--- Records for this exercise ---
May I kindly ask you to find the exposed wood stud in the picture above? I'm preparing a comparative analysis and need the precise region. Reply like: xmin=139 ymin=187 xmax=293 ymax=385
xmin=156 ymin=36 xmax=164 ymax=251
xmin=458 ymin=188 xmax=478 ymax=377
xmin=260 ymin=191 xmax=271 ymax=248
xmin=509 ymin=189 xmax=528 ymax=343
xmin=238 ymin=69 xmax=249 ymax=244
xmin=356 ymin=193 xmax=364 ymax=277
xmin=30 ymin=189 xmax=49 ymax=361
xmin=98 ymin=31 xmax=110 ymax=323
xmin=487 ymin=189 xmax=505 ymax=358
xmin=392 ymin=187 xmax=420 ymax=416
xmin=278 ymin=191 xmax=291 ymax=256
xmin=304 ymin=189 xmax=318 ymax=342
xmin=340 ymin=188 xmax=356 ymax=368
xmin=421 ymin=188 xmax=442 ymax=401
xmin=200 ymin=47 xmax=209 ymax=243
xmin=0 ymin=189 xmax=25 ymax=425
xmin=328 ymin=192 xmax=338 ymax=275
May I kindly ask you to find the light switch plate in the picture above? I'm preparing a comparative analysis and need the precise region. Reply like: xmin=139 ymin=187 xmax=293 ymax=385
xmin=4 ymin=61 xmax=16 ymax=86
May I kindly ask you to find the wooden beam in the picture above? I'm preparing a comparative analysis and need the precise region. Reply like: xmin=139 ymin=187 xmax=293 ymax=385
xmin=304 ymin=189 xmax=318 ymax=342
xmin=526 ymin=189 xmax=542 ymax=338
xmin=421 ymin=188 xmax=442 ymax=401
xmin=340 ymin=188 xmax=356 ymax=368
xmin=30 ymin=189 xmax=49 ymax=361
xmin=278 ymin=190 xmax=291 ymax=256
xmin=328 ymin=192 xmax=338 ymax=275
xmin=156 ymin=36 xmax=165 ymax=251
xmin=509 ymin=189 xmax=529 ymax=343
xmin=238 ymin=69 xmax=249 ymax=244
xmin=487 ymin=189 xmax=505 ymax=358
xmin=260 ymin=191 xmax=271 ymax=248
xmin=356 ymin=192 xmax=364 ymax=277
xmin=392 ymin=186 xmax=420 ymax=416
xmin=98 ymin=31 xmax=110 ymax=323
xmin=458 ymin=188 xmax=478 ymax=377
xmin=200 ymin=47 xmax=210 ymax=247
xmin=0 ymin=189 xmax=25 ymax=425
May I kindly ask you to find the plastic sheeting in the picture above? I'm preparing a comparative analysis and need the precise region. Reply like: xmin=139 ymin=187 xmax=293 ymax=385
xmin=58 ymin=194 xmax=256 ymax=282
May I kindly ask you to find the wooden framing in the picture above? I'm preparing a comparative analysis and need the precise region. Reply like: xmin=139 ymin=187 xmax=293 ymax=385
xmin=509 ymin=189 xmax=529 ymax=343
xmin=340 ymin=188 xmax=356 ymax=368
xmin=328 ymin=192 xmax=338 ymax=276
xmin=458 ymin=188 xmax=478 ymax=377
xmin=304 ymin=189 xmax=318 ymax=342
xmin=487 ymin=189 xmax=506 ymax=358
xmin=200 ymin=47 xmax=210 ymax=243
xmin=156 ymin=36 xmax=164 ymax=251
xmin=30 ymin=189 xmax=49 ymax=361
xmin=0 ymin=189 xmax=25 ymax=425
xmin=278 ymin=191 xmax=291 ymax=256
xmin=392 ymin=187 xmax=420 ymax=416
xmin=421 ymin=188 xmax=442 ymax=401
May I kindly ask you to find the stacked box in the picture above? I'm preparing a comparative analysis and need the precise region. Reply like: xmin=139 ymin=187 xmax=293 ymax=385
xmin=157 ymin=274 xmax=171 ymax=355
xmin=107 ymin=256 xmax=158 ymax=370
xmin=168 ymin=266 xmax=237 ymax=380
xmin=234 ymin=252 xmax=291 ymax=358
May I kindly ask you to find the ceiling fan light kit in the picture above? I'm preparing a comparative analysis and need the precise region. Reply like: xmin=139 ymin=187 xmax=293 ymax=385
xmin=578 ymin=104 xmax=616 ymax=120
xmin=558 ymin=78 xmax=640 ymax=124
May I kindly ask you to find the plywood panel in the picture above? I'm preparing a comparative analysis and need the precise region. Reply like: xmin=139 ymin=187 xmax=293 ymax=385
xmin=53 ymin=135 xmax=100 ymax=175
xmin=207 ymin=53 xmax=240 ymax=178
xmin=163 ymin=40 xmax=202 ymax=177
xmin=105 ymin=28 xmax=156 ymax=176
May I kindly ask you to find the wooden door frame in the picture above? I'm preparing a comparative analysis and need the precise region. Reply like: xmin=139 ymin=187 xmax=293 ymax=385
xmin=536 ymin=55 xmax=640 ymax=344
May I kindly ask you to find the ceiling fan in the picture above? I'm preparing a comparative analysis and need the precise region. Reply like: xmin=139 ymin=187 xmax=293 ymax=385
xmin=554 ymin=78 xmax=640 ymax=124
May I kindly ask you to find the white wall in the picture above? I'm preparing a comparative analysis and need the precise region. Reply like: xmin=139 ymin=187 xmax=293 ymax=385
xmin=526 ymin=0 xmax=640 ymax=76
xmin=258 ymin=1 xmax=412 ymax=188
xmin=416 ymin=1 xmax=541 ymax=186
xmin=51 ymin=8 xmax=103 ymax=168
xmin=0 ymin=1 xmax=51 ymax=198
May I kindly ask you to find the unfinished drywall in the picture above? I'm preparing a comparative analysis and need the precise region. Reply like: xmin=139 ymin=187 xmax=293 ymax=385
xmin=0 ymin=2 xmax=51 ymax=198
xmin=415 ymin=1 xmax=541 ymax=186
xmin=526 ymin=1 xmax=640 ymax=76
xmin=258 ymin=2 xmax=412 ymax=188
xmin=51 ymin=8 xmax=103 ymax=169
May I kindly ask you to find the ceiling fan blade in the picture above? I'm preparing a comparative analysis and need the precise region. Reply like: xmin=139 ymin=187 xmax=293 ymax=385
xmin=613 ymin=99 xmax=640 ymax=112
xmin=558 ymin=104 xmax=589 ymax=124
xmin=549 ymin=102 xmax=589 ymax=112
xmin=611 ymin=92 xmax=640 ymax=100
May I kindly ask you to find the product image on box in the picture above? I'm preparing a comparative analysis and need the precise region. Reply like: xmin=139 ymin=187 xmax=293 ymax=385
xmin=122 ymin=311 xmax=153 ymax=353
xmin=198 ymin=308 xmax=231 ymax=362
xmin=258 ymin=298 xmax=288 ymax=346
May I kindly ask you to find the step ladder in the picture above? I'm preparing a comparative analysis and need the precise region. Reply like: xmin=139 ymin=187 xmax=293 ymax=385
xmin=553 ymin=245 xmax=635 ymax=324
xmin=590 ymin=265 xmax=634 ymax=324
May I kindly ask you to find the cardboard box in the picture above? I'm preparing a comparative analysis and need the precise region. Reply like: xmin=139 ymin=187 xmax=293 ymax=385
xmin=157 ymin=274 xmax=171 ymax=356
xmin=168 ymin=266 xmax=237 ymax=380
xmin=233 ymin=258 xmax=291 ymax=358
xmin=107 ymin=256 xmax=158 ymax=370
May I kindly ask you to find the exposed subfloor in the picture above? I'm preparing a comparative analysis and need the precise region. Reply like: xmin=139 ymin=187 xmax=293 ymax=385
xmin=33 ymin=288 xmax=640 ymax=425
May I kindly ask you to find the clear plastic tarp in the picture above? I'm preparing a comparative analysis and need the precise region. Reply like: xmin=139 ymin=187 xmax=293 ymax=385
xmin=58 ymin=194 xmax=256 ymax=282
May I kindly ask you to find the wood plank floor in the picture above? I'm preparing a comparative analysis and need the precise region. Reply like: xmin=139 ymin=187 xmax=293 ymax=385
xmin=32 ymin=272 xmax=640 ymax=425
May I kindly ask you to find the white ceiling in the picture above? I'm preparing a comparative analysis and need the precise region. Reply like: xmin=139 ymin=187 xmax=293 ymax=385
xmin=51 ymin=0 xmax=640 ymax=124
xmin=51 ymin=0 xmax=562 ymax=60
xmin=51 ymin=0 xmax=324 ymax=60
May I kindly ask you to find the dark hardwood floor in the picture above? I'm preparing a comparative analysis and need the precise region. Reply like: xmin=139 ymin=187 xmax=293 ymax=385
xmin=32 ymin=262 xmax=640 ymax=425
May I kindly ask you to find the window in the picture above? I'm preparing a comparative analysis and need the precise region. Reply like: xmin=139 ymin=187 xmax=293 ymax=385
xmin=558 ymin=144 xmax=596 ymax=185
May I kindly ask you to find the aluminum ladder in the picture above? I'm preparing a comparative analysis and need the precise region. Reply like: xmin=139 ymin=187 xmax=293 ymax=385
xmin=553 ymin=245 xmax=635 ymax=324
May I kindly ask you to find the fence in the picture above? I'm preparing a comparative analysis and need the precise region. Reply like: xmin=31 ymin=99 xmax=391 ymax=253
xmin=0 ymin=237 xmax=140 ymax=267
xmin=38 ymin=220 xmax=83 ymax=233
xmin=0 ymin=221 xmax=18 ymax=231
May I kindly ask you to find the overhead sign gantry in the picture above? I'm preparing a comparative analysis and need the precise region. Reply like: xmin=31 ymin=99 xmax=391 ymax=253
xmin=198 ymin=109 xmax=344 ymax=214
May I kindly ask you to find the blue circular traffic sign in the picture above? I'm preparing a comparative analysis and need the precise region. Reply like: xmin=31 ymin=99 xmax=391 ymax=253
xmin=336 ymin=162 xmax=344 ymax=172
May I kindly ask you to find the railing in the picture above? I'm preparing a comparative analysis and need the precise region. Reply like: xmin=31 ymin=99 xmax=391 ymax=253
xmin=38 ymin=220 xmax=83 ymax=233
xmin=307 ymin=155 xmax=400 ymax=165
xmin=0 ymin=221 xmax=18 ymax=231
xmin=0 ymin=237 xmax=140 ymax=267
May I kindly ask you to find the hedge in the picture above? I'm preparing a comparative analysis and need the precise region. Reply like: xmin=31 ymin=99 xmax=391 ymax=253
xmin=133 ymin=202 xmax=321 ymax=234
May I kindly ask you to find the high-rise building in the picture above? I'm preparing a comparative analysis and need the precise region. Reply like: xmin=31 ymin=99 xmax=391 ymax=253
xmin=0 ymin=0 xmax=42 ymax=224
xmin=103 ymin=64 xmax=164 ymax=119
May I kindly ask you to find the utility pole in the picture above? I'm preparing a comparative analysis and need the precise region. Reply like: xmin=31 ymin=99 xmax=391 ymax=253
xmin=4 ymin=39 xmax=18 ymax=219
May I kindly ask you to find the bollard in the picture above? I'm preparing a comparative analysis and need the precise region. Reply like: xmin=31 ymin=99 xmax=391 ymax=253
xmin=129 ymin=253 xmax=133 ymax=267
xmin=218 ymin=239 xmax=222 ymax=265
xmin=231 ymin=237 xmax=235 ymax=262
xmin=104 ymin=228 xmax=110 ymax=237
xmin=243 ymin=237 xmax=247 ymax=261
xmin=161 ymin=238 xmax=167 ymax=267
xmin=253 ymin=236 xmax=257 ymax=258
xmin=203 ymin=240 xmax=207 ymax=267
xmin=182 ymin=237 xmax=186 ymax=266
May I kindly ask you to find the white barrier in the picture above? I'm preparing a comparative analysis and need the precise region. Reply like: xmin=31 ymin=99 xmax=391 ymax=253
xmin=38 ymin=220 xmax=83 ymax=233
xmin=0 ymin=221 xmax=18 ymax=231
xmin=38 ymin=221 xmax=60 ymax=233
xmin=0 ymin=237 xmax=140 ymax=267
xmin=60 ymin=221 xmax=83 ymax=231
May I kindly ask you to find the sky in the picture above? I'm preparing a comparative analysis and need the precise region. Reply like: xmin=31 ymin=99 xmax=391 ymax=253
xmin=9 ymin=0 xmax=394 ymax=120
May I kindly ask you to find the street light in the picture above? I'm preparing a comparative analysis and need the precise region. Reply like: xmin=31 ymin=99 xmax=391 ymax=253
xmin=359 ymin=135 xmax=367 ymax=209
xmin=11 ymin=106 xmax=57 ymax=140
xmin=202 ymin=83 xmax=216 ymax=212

--- Problem requirements ---
Please write out again only the part of the records that opens with the line containing "May I kindly ask you to find the white wall" and closes with the line containing "xmin=0 ymin=1 xmax=51 ymax=198", both ends included, leaving the request line unchanged. In every answer line, multiply each coordinate by 1.6 and round it to a whole number, with halves rounding up.

--- The reply ---
May I kindly ask you to find the white wall in the picture above? I'm preparing a comparative analysis and need the precise region. Reply like: xmin=139 ymin=187 xmax=293 ymax=385
xmin=842 ymin=0 xmax=1024 ymax=122
xmin=413 ymin=2 xmax=659 ymax=301
xmin=666 ymin=2 xmax=866 ymax=298
xmin=82 ymin=13 xmax=165 ymax=269
xmin=0 ymin=2 xmax=82 ymax=317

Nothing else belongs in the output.